__Provided records__:
========================================

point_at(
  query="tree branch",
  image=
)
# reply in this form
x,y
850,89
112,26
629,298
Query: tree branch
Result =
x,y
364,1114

========================================

__Goal of the exercise__: Select and copy every line from the records that includes the word "branch".

__Exercise result__:
  query="tree branch",
Query: tree branch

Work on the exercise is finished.